▶ **Selected passage**
§

Autoscaling & Resource Management

Understanding Kubernetes autoscaling mechanisms and resource management strategies

Kubernetes provides several autoscaling mechanisms to adjust resources based on workload demands, ensuring optimal performance and cost efficiency. Autoscaling is essential for applications with variable workloads, as it helps maintain performance during traffic spikes while reducing costs during periods of low activity.

Kubernetes offers three complementary autoscaling mechanisms that work at different levels:

Horizontal Pod Autoscaler (HPA): Scales the number of pod replicas
Vertical Pod Autoscaler (VPA): Adjusts CPU and memory resources for containers
Cluster Autoscaler: Changes the number of nodes in the cluster

Each autoscaler operates independently but can be used together to create a comprehensive scaling strategy.

Horizontal Pod Autoscaler (HPA)

Basic Concept

Automatically scales pods: Increases or decreases the number of running pods in a deployment, statefulset, or replicaset
Based on CPU/memory usage: Monitors resource utilization across pods to make scaling decisions
Supports custom metrics: Can scale based on application-specific metrics from Prometheus or other sources
Maintains performance: Prevents degradation by adding pods before resources are exhausted
Manages traffic fluctuations: Adapts to changing demand patterns automatically
Built-in stabilization: Prevents thrashing by implementing cooldown periods between scaling operations

HPA Definition

apiVersion: autoscaling/v2
kind: HorizontalPodAutoscaler
metadata:
  name: web-app
spec:
  scaleTargetRef:
    apiVersion: apps/v1
    kind: Deployment
    name: web-app
  minReplicas: 2        # Minimum number of pods to maintain
  maxReplicas: 10       # Maximum number of pods to scale to
  metrics:
  - type: Resource      # Using built-in resource metrics
    resource:
      name: cpu         # CPU utilization as the scaling metric
      target:
        type: Utilization      # Based on percentage utilization
        averageUtilization: 80 # Target 80% CPU utilization across pods

The HPA controller continuously:

Fetches metrics from the Metrics API
Calculates the desired replica count based on current vs. target utilization
Updates the replicas field of the target resource
Waits for the scaling action to take effect
Repeats the process (default every 15 seconds)

Multiple Metrics

metrics:
- type: Resource
  resource:
    name: cpu
    target:
      type: Utilization
      averageUtilization: 80
- type: Resource
  resource:
    name: memory
    target:
      type: Utilization
      averageUtilization: 80

Vertical Pod Autoscaler (VPA)

§

▶ **Data provided**
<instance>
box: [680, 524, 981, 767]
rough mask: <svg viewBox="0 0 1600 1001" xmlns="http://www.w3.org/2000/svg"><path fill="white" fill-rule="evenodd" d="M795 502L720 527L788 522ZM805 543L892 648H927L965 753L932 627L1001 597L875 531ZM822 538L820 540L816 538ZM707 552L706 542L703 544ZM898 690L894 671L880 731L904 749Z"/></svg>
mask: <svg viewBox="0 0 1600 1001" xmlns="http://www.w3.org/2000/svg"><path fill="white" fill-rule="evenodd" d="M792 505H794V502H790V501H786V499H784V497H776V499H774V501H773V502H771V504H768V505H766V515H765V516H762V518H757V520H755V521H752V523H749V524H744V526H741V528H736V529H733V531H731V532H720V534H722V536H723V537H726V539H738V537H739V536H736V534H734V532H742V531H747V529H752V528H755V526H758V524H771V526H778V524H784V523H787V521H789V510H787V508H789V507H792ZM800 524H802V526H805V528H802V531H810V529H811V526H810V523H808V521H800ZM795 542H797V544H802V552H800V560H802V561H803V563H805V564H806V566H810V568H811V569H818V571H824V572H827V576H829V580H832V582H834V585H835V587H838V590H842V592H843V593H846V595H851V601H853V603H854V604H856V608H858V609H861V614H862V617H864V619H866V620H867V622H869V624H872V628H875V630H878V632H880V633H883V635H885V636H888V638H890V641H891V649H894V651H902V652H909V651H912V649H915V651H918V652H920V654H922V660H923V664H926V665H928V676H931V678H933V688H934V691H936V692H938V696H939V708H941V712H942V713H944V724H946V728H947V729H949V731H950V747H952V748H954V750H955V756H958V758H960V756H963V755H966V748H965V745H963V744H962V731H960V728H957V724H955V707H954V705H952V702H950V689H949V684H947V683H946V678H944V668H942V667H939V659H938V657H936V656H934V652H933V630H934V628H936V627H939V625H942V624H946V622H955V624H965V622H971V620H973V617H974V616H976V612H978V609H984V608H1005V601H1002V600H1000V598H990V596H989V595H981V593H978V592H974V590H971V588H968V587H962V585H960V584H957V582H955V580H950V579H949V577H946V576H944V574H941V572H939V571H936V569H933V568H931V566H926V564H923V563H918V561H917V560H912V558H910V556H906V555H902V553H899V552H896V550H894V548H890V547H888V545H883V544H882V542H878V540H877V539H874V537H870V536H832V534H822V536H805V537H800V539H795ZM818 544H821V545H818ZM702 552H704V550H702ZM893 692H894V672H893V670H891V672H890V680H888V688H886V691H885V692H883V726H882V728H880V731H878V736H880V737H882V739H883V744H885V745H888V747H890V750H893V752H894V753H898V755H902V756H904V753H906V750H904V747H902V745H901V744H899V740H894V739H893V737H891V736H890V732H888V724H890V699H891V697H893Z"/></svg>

§

▶ **Tasks**
1 – From the Kubernetes autoscaling text, reproduce the passage starting at "Kubernetes provides several" and ending at "of low activity.".
2 – Rewrite the paragraph of the Kubernetes autoscaling text that begins "Kubernetes provides several autoscaling mechanisms" more briefly, keeping its main facts.
3 – Answer these questions using the Kubernetes autoscaling text:
(a) Which autoscaler changes the number of nodes in the cluster?
(b) What average CPU utilization does the sample HPA definition target?
(c) By default, how often does the HPA controller repeat its process?

▶ **Answer list**
1 –
Kubernetes provides several autoscaling mechanisms to adjust resources based on workload demands, ensuring optimal performance and cost efficiency. Autoscaling is essential for applications with variable workloads, as it helps maintain performance during traffic spikes while reducing costs during periods of low activity.

2 – Kubernetes has several autoscaling mechanisms that adjust resources to workload demand for performance and cost efficiency. Autoscaling matters for variable workloads: it keeps performance up during traffic spikes and cuts costs when activity is low.

3 –
(a) The Cluster Autoscaler.
(b) 80% CPU utilization across pods.
(c) Every 15 seconds.